» Work to complete
Please print out every entry below, verbatim.

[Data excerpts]
● ● ● ● ●

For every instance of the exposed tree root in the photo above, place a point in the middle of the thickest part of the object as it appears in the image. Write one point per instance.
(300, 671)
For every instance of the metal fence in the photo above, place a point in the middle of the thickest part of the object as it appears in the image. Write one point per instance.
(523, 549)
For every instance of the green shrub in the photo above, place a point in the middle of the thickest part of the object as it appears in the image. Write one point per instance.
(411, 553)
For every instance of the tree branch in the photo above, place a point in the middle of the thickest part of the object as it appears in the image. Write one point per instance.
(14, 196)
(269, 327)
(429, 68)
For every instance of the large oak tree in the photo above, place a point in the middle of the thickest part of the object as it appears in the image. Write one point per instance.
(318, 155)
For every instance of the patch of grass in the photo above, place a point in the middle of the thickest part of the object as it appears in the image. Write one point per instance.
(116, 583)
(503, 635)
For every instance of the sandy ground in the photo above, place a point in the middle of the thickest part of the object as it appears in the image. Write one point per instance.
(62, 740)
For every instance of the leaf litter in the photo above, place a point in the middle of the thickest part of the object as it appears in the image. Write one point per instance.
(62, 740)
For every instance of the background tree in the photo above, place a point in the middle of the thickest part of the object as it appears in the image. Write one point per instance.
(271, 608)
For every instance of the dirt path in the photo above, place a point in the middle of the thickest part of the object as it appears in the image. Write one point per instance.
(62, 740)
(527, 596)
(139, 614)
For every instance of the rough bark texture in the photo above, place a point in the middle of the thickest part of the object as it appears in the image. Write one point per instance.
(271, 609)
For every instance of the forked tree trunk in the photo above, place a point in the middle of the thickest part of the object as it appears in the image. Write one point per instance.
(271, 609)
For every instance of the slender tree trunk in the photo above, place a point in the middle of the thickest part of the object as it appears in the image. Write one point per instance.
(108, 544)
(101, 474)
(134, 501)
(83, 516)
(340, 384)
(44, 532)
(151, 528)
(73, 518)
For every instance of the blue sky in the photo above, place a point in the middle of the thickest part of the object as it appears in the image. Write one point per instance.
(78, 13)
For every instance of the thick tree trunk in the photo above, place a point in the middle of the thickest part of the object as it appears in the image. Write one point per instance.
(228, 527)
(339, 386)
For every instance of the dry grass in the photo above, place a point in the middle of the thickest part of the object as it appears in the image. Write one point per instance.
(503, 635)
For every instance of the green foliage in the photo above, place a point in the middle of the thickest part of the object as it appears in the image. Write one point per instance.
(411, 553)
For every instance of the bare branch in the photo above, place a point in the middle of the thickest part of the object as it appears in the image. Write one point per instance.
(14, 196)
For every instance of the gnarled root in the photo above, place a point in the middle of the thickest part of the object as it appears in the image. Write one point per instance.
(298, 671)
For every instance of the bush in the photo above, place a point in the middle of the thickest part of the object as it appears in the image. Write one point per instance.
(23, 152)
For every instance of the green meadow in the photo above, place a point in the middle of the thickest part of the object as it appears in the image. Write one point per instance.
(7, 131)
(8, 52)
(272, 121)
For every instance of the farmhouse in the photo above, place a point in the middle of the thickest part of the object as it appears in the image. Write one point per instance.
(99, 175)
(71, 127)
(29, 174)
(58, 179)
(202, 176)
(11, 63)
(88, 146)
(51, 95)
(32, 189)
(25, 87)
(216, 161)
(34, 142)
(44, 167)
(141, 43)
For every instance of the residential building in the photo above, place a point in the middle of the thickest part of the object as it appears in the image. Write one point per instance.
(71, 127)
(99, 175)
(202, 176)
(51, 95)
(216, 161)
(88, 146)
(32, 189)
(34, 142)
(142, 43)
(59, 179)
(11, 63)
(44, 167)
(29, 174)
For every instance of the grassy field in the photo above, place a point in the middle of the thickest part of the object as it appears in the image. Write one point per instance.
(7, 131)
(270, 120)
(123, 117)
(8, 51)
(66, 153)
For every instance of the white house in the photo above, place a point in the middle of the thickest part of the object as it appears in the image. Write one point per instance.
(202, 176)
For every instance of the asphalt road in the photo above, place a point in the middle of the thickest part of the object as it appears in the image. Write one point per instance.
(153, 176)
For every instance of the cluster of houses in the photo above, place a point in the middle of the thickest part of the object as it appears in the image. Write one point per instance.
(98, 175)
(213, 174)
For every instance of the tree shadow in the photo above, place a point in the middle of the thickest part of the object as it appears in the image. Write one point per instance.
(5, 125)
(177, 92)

● ● ● ● ●

» Answer area
For every instance of the exposed tree root in the photo above, place a point in the middle of the thickest part of the object as it appears in the image. Write one point per instance.
(300, 671)
For every instance of the metal fence in the photo above, place a point in the middle of the thickest part of the object as it appears in the image. Write one point per instance.
(523, 549)
For every instance of the green shrub in the photo above, place a point in the middle of the thickest part of the object as it appears in the image. Write one point per instance.
(411, 553)
For every instance of the tree branch in the photo above, place a point in the middle of the thickest part of the object as it appears in the image. Write one point per instance.
(14, 196)
(269, 327)
(429, 68)
For every instance of the large oak tree in the photo above, place a point in the middle of the thickest part of the object as it appears in the image. Write one point per instance.
(318, 155)
For every instance of the patch of grass in the photo above, place a point in the middle of the thickest part of the object as it appears in the image. Write one point per instance.
(116, 583)
(503, 635)
For every instance of the sandy ground in the photo above, place a point in the middle of the thickest part of the object as it appears in the image. Write one point per instance.
(62, 740)
For every instance of the leaf litter in the photo above, place a point in the middle of the thickest part of the object as it appears in the image. Write one point per instance.
(62, 740)
For every instance of the background tree in the photo above, place a point in the middle of the thickest part of the object as it appears in the image. Write one point per instance.
(271, 608)
For every instance of the dirt path in the photo above, place a point in the middle of the thickest part of the object as it appears in the image. Write one point per instance.
(62, 740)
(527, 596)
(139, 614)
For every instance of the rough bark texture in the photo above, place a point in the middle of the thickest part of the object as it appears in the image. Write one point per instance.
(271, 609)
For every instance of the forked tree trunk in the photo above, place a point in the middle of the thickest part of the object as it appears in the image. Write one point per instance.
(271, 609)
For every instance of the slender tree trunk in the photo above, place a point in the middle of the thickest part of the object as it appears in the image. Write one point per instance.
(108, 544)
(101, 474)
(134, 501)
(83, 516)
(340, 384)
(44, 532)
(151, 528)
(73, 518)
For every instance of the blue sky in the photo above, place a point in the middle of the thickest part of the object as it appears in the image. Write one point per instance.
(78, 13)
For every instance of the thick tree trunk in the photo above, place a point in the middle of the thickest part of the object as it appears in the image. Write one point per instance.
(228, 527)
(339, 386)
For every instance of the dry grass in the photo above, place a point in the middle of the thickest part of the object as it appears in the image. Write one point per instance.
(503, 635)
For every instance of the green foliage in the photo above, place a point in the middle of the thickest part of the object as it appears in the image. Write one point per instance.
(411, 553)
For every instance of the bare branch in the photo above, place a point in the middle of the thickest part of the object as it appears in the image. Write one point per instance.
(14, 196)
For every instance of the gnarled root in the photo above, place a point in the middle of the thickest part of the object as it appears in the image. Write one point per instance.
(298, 671)
For every instance of the bush in the photo above, place a point in the middle of the thickest part of the object as it appears in the image. Write one point per instance.
(23, 152)
For every instance of the green meadow in the photo above, place a point in the middle of the thickest part of the object as it appears in the image. Write one point per instance.
(7, 131)
(8, 52)
(272, 121)
For every instance of the farmhouse in the photo above, place a point in the middle of the thickest part of the object as it appears in the image. Write one point per instance.
(99, 175)
(71, 127)
(29, 174)
(58, 179)
(202, 176)
(11, 63)
(88, 146)
(51, 95)
(32, 189)
(25, 87)
(216, 161)
(34, 142)
(44, 167)
(141, 43)
For every instance of the residential building in the photo above, place a point in the middle of the thickest part of the object as it appears in the image. Write one point per instance.
(71, 127)
(99, 175)
(202, 176)
(51, 95)
(216, 161)
(88, 146)
(32, 189)
(34, 142)
(142, 43)
(59, 179)
(11, 63)
(44, 167)
(29, 174)
For every instance of the grassy field in the photo above, place a point in the middle of the thickest part of the object as it appears in the image. Write one point per instance.
(7, 131)
(270, 120)
(123, 117)
(8, 51)
(66, 153)
For every instance of the white house in the photo above, place a point in the middle of the thickest part of the object as it appears in the image. Write one point per instance.
(202, 176)
For every instance of the asphalt road in the photo above, place a point in the middle of the thickest part of the object as it appears in the image. Write one point per instance.
(153, 176)
For every instance of the cluster of houses in the photo above, place a point in the middle of the thickest part of the object as it appears in the image. Write one point per instance.
(98, 175)
(213, 174)
For every instance of the tree shadow in the photo above, place a point in the middle of the thickest part of the object as it appears in the image. Write one point per instance.
(5, 125)
(177, 92)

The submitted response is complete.